What you will do:
Print out each record below, unaltered and complete, without its images.

Excerpt from a dataset
◆ ◆ ◆ ◆ ◆
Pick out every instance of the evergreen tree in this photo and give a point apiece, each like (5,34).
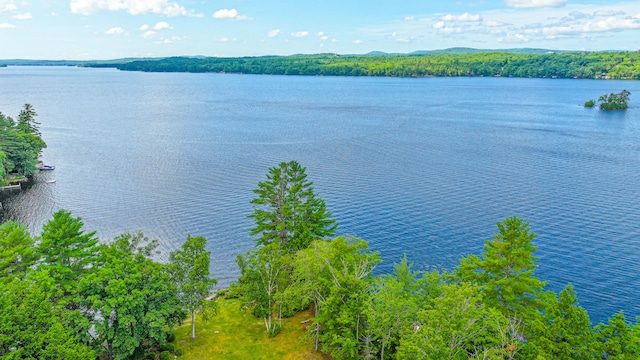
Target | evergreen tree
(31,328)
(17,251)
(505,271)
(67,251)
(617,339)
(287,210)
(565,332)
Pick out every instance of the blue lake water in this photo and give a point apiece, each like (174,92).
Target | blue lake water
(422,166)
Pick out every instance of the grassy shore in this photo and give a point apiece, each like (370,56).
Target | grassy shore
(237,334)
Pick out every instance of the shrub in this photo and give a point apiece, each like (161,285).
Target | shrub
(274,329)
(613,101)
(171,337)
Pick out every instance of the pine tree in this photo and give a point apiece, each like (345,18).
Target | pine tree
(505,270)
(287,210)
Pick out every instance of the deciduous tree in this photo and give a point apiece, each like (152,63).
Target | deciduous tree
(190,271)
(130,298)
(67,251)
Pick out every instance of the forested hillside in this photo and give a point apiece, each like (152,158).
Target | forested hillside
(582,65)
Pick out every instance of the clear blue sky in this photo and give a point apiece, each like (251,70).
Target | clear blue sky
(109,29)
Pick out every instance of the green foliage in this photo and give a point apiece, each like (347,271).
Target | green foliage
(617,339)
(17,251)
(133,295)
(395,299)
(342,313)
(31,328)
(67,251)
(20,142)
(287,210)
(582,65)
(619,101)
(565,331)
(190,271)
(457,325)
(265,273)
(505,271)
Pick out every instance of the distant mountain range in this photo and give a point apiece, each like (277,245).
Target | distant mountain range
(449,51)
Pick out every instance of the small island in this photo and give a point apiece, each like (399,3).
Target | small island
(20,145)
(619,101)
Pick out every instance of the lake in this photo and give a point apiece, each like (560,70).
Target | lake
(423,167)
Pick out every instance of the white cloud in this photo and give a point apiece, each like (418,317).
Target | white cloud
◆ ◆ ◆ ◆ ◆
Task output:
Pick out every instance of the evergreen tree in this photo and give a point apiece, each like (5,34).
Target | evergreen tree
(31,328)
(17,251)
(505,271)
(67,251)
(617,339)
(287,210)
(565,332)
Pick out every instance of the blue lake water in this photo and give a point apiece, each like (174,92).
Target | blue lake water
(422,166)
Pick out every instance of the grassy shore in this photo and give a point apiece, each like (370,56).
Target | grassy shore
(237,334)
Pick out every instance of the shrub in this photo and give a point apiece, each like (161,285).
Target | shrub
(274,329)
(613,101)
(171,337)
Pick out every instance of the pine tree in this photo and give a point apiece, each like (345,18).
Target | pine tree
(505,270)
(287,210)
Pick out every instance of the deciduous tree in this photo and give a point apiece, each like (152,63).
Target | deciduous tree
(190,271)
(130,298)
(67,251)
Pick out every instance of the forested hillside in this photo and give a point apiece, each like (152,158).
Target | forested hillside
(582,65)
Pick out every instance of the clear blue sky in this photo and give a point apiece, each like (251,70).
Target | clear blue sky
(109,29)
Pick out every instance of the green foliage in this photo and give a point apiece, each like (347,271).
Target | green foliage
(617,339)
(17,251)
(133,295)
(395,299)
(342,313)
(31,328)
(67,251)
(20,142)
(287,210)
(582,65)
(619,101)
(565,331)
(190,271)
(457,325)
(265,273)
(505,271)
Pick out every instance of the distant mountain range in this photo and give a point apiece, each like (277,245).
Target | distant mountain range
(449,51)
Pick out every instance of the small island in this photo and give a point apiece, each like (399,3).
Target | small island
(20,145)
(619,101)
Pick out every instance of the lake in this photo and give a point apiece, each like (560,70).
Target | lake
(423,167)
Pick out every instance of the white cloud in this photo and give a point apiece, each like (418,317).
Target | white cloud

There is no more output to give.